Exercise brief: Reproduce all of the records below verbatim, leaving out the pictures.

Source records:
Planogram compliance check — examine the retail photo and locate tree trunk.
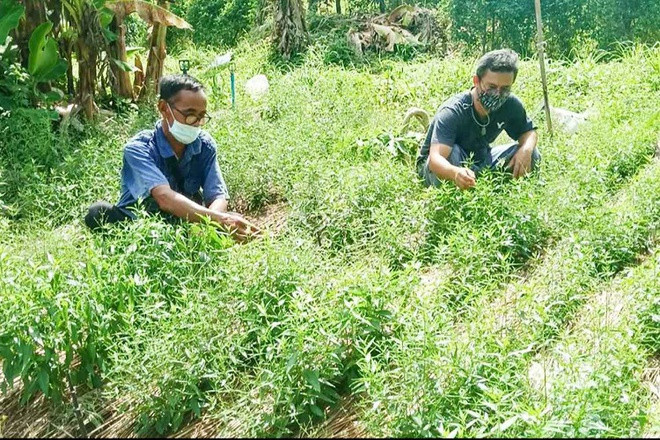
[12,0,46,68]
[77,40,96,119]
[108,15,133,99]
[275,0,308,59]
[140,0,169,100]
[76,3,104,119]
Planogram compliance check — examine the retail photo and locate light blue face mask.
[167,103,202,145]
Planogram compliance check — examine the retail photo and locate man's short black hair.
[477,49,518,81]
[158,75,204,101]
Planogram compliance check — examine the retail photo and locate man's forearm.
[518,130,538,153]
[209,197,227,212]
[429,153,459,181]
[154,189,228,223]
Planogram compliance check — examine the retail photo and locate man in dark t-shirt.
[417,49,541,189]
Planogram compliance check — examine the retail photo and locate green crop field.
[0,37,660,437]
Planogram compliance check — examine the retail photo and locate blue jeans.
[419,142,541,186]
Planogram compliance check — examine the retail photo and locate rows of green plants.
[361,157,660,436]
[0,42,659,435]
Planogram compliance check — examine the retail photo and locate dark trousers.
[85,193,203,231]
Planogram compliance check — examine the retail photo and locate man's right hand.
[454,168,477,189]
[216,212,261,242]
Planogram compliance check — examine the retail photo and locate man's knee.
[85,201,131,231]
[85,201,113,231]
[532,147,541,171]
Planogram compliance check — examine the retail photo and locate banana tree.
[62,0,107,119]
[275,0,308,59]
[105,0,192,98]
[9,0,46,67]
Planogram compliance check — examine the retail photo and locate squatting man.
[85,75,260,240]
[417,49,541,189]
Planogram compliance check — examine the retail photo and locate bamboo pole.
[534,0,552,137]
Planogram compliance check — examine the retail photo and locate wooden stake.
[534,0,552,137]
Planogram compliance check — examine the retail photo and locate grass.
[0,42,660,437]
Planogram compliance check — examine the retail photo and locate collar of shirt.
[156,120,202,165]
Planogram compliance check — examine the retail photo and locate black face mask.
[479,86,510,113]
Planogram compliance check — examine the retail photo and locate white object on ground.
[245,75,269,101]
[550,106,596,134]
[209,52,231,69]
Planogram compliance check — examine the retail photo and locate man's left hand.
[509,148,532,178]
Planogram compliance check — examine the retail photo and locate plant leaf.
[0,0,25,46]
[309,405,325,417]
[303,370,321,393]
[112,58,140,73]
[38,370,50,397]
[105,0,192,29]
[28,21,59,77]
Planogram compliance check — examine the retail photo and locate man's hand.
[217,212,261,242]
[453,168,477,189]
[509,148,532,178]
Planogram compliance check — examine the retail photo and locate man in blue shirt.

Answer to this task:
Planogram compliance check — examine the retail photo and locate tree trunk.
[12,0,46,68]
[77,40,96,119]
[108,15,133,99]
[275,0,308,59]
[140,0,169,100]
[76,3,104,119]
Planogram compliance check — examine the retail photo and locate light blue face mask.
[167,103,202,145]
Planogram compliance check — examine the retail photo and locate man's short black hair.
[477,49,518,81]
[158,75,204,101]
Planogram compliance check — examine the retail photo and locate man's forearm.
[518,130,538,153]
[209,197,227,212]
[429,153,459,181]
[154,189,228,223]
Planogram compliance check — examine the retail photo and locate man in dark t-shirt.
[417,49,541,189]
Planogram compliance check — examine the retail photo and locate green crop field.
[0,37,660,437]
Planogram compliance check — examine the retail photo and locate blue jeans.
[419,142,541,186]
Planogram compliance check — examine the retail photo and locate rows of green plants.
[361,157,660,436]
[0,42,659,435]
Planogram compliance check — examine the retail photo and locate dark trousers.
[85,193,203,231]
Planogram compliance check — examine the retail photo and locate man's right hand.
[454,168,477,189]
[216,212,261,242]
Planogram compliance check — examine the retail photo and locate man's knee.
[85,201,131,231]
[85,201,113,231]
[532,147,541,171]
Planogram compliance check — examine the retail photo and locate banana tree.
[62,0,107,119]
[275,0,308,59]
[105,0,192,98]
[9,0,46,67]
Planogram compliance check — examine the retail photo and locate squatting man.
[85,75,260,240]
[417,49,541,189]
Planogram compliance check — examine the retail photo and locate bamboo pole.
[534,0,552,137]
Planogram compliance check — examine the retail photo and locate wooden stake.
[534,0,552,137]
Planogram compliance check — examine the retail photo and locate grass.
[0,42,660,437]
Planogram compliance check — examine the retail photo and locate collar of shirt.
[156,120,202,165]
Planogram compliance check — examine the retail photo and locate black face mask.
[479,86,510,113]
Planogram compliance check — examine the retail photo and locate white object on ground.
[245,75,269,101]
[550,106,596,134]
[209,52,231,69]
Planogram compliance check — examine the retail photo and locate man's left hand.
[509,148,532,178]
Planogram compliance check — examine the retail photo and locate plant leaf.
[0,0,25,46]
[309,405,325,417]
[303,370,321,393]
[112,58,140,73]
[38,370,50,397]
[105,0,192,29]
[28,21,59,77]
Planogram compliance check — examine the retail photo and locate man's hand.
[217,212,261,242]
[453,168,477,189]
[509,148,532,178]
Planogram compliance check — examine the retail photo and locate man in blue shirt.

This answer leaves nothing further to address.